Exercise prompt
Check every line of the data below for the word "reflection". Copy the ones that have it.

Data for this task
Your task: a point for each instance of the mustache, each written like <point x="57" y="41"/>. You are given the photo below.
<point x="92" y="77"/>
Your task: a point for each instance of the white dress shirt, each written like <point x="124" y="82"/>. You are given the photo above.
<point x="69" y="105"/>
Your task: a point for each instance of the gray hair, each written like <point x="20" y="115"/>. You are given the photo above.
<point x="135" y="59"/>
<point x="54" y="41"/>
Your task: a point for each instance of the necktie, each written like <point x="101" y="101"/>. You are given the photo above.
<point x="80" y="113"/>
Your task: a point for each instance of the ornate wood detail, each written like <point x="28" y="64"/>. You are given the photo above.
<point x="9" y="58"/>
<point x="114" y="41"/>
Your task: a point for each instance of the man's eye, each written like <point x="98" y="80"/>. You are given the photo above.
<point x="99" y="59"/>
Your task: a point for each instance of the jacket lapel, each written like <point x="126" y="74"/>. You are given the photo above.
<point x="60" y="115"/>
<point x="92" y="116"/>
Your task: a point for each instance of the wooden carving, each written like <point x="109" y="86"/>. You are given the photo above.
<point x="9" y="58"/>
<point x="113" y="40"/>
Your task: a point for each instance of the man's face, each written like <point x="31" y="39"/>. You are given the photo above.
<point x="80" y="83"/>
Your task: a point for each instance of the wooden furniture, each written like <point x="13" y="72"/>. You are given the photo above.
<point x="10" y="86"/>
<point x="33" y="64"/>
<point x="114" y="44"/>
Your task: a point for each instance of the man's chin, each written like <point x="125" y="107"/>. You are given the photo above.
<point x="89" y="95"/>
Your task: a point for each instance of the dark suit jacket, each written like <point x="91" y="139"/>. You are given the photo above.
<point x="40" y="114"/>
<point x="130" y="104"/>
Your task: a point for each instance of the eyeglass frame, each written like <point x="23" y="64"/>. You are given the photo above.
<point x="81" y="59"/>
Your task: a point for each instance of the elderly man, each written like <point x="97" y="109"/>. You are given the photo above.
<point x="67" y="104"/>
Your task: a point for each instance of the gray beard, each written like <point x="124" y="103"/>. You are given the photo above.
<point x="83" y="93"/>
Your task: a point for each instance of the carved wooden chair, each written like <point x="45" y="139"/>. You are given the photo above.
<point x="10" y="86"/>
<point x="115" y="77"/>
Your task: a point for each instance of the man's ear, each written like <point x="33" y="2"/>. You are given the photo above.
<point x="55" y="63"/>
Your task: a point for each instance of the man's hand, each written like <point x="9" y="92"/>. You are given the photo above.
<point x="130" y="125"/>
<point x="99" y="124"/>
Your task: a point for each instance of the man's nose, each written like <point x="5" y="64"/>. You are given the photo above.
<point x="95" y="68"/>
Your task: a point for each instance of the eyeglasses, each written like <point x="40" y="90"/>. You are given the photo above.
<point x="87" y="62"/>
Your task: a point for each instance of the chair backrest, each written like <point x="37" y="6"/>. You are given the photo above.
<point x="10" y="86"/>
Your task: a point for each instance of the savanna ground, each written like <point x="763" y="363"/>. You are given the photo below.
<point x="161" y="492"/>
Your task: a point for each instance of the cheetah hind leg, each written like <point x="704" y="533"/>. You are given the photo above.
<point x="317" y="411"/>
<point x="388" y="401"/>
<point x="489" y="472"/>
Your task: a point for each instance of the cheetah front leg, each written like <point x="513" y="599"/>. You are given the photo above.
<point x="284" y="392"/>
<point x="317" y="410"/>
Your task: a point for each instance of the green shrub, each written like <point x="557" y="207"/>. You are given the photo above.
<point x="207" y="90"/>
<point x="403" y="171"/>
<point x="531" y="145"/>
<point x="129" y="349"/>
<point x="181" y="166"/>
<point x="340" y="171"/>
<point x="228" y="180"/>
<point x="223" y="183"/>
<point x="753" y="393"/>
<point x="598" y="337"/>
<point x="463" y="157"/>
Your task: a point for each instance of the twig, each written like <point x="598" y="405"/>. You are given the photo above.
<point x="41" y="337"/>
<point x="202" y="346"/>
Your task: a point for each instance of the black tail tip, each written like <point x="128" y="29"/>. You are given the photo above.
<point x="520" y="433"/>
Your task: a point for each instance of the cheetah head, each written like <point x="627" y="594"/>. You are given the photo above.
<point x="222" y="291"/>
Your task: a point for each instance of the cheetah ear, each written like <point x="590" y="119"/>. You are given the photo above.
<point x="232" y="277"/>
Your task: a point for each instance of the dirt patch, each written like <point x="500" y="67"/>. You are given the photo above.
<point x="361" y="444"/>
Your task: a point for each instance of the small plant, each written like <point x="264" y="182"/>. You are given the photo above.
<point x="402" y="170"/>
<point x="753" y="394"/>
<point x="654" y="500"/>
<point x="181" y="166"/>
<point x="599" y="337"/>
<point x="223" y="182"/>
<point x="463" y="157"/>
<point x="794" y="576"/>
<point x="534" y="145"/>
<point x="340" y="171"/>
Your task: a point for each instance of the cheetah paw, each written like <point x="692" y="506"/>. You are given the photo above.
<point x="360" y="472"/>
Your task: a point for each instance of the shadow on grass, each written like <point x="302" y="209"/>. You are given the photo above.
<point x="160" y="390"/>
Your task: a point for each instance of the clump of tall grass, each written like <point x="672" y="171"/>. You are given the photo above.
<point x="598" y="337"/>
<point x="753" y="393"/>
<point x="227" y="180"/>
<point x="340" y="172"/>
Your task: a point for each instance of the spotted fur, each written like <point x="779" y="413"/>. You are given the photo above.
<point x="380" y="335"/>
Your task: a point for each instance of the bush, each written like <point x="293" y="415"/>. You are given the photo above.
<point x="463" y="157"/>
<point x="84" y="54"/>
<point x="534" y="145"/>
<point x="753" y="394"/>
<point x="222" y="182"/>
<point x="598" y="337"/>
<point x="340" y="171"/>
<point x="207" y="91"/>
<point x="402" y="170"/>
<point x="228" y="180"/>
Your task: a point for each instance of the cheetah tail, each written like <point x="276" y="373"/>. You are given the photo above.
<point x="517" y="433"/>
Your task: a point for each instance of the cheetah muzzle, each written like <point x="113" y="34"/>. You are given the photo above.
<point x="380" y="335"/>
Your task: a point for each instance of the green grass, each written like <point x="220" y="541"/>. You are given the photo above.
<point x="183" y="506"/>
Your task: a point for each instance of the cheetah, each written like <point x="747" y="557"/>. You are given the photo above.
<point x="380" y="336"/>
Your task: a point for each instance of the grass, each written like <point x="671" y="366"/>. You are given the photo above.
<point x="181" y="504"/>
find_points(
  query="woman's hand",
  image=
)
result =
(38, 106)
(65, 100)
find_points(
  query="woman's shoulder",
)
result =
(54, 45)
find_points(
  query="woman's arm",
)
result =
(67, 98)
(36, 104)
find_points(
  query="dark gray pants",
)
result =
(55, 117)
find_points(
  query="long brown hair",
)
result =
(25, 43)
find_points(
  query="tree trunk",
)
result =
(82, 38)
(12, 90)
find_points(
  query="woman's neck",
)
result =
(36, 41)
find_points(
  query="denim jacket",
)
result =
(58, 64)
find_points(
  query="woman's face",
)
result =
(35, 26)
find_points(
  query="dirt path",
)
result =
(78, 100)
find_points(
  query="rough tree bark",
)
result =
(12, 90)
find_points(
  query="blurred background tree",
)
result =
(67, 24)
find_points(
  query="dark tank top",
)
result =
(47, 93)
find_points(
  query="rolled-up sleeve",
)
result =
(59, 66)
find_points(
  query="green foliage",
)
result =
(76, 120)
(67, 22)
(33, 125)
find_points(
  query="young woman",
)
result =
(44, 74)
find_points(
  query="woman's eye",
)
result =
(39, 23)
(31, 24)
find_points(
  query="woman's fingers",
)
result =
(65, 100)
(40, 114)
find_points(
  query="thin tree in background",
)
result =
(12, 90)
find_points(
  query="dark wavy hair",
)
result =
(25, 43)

---

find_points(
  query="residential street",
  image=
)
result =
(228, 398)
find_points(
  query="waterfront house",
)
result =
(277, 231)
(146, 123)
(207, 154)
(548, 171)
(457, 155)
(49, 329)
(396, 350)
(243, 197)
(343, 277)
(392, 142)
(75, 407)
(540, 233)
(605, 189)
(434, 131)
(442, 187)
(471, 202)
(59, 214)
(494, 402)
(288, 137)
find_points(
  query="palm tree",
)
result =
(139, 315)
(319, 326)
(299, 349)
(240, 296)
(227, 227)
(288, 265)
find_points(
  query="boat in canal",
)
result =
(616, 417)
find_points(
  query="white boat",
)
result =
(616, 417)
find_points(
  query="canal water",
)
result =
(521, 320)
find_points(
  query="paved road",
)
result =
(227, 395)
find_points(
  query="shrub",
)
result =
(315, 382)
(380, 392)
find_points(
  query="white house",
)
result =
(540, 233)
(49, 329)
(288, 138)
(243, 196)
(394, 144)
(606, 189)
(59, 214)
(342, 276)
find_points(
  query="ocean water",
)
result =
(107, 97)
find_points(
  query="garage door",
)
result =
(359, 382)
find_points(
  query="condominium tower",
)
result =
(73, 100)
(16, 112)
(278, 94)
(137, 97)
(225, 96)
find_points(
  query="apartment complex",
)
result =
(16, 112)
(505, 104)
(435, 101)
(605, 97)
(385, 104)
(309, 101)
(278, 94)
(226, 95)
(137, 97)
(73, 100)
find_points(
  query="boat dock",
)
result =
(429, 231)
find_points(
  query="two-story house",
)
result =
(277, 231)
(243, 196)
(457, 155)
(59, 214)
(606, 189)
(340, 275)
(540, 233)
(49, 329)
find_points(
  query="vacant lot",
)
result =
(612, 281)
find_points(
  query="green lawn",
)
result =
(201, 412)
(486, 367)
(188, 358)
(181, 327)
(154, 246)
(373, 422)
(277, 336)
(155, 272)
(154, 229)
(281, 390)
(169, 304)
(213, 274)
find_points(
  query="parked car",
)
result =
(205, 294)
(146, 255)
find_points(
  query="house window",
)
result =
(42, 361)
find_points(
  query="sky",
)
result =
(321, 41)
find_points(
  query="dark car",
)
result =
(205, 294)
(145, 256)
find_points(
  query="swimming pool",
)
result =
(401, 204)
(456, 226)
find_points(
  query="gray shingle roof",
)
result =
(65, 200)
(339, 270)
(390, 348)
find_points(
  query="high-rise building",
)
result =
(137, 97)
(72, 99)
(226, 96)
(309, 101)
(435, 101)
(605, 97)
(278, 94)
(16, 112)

...

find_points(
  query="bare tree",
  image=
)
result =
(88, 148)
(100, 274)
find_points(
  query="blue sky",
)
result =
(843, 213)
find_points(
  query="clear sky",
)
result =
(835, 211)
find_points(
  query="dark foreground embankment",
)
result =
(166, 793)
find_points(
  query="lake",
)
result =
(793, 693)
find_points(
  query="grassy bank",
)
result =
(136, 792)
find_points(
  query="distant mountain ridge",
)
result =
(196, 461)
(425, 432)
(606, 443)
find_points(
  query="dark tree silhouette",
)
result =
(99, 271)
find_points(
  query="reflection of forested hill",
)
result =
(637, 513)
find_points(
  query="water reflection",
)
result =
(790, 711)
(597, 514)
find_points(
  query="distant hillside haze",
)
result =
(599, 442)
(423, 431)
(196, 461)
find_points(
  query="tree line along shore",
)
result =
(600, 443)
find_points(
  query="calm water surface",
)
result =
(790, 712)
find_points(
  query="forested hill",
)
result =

Exercise output
  query="reflection of forested hill",
  query="water reflection",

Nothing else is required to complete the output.